DOCUMENT EXTRACT section start

You know what people need to do before they get married? Get bored. Do tedious, annoying things with your future spouse. One of you should study for a grueling and annoying professional exam. Do yard work. Sit down and sort out your finances. Do taxes together.

Right now, I know a couple who is really going through it, the challenges of parenting small children, pandemic and aftermath, some career difficulties, and some health difficulties. I hope they pull through. They were a super adventurous couple when they were dating -- sky diving, bungee jumping, trips to Patagonia and South Africa, etc. I'm sure those things make for nice memories now, but I don't think they did much to prepare them for their current challenges, which are mundane. A marriage needs to have a high capacity for the mundane, the tedious, the annoying. You won't get divorced over a stressful vacation, but you might get divorced because one or both of you is bored and restless over the longterm, or you can't resolve differences over stuff like finances our housing or parenting.


This advice is perfection. It's the real life stuff that is hard, sometimes really hard. Not the exotic vacations (of which I have done plenty, before and with DH).


+1, good advice. I would just caution that you can never, ever simulate what parenthood or childbearing will do to your relationship. Doesn't mean it's insurmountable, but no amount of preparation is adequate. For me at least, giving birth seemed to trigger almost an allergic reaction in my brain and wellbeing. And I never realized how low my tolerance for children was....until having one. So my advice is create a system where even the outliers in terms of stress won't cause a nosedive. E.g. at least some flexibility in jobs, lots of discussion about childcare responsibilities, a "can-do" attitude from the husband (who is generally - though not in my case - the slacker in terms of parenting), no "maternal gatekeeping" about tasks, financial wherewithal to build a village of support.. And always, always priority on the marriage. it is the foundation of the whole family. Kids DO NOT come first.

DOCUMENT EXTRACT section end
GIVEN RECORDS section start

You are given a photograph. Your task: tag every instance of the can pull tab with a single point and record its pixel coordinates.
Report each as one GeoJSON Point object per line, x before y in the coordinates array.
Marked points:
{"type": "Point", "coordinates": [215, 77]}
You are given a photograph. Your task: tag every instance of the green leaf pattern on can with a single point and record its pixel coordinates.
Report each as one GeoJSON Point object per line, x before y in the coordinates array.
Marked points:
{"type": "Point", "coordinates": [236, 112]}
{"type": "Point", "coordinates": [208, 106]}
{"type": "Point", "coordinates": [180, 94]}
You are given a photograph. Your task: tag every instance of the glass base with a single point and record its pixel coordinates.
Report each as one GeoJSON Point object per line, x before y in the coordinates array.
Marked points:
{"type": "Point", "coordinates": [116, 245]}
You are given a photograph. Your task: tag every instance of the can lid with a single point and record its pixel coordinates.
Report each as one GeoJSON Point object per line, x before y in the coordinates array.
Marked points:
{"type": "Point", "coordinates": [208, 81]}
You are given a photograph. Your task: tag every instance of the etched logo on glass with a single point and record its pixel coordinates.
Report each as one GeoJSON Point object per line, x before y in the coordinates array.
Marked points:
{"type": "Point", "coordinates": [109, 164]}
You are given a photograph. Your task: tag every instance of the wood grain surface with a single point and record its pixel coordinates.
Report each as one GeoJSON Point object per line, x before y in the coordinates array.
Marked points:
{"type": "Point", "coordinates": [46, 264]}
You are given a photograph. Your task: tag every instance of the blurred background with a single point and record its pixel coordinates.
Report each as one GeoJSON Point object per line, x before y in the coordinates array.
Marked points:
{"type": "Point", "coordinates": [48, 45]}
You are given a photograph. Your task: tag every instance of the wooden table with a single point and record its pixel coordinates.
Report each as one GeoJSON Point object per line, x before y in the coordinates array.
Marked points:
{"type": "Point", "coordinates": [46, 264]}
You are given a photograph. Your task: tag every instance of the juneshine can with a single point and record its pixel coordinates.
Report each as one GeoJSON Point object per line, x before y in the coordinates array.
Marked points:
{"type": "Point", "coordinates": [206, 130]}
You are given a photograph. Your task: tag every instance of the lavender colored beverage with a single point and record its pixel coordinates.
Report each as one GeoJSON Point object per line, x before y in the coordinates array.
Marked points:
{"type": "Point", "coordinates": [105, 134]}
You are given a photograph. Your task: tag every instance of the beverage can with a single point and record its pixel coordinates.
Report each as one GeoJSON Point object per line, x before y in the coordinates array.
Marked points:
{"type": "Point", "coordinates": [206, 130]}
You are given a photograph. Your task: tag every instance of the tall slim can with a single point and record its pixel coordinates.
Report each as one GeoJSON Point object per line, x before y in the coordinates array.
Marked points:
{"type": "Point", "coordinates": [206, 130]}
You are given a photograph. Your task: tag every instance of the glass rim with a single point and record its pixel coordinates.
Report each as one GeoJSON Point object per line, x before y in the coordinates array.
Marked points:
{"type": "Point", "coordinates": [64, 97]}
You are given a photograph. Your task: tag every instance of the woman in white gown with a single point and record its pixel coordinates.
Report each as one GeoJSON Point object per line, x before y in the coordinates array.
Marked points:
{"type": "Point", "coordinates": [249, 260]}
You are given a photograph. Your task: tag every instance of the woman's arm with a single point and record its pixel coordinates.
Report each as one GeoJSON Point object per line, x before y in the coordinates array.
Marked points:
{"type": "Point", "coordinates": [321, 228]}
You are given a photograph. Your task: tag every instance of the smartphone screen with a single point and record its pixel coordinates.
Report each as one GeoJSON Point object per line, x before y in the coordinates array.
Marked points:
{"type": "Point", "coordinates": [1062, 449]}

GIVEN RECORDS section end

HOW TO COMPLETE THIS TASK:
Carry on the forum discussion about preparing for the mundane side of marriage, beginning right after its last post.

SOLVED EXERCISE:
Anonymous
I get it. You want to see how the other person acts in a potentially stressful situation. I’ve heard this advice before but never specifically seen a third world country mentioned.
Anonymous
Lol
Anonymous
Take away all screens for a week and see who flips out or not.

Can boundaries be set at work? Priorities out of whack?
Anonymous
Poverty tourism?
Anonymous
Go to rural America and see how lucky you have it. No reason to go the the 3rd world. Ridiculous.
Anonymous
Op I haven’t read all the replies but really hope someone has checked you on saying ‘third world country’. What the bell is wrong with you? It’s called a developing nation. Refuse to read your post, since from the title you sound like an ignorant buffoon, and I doubt you would have anything noteworthy to contribute.

I’ve travelled to over 100 countries and met wonderful amazing people in developing nations. You should be ashamed of yourself for referring to countries as third world or encouraging ‘poverty tourism’ as a bonding experience with your spouse. Truly gross and disgusting.
Anonymous
Anonymous wrote:If DH and I had done this, we’d never gotten married. We rarely fight except for vacations. Traveling to and from destination would cause fights. Once we are there we are fine.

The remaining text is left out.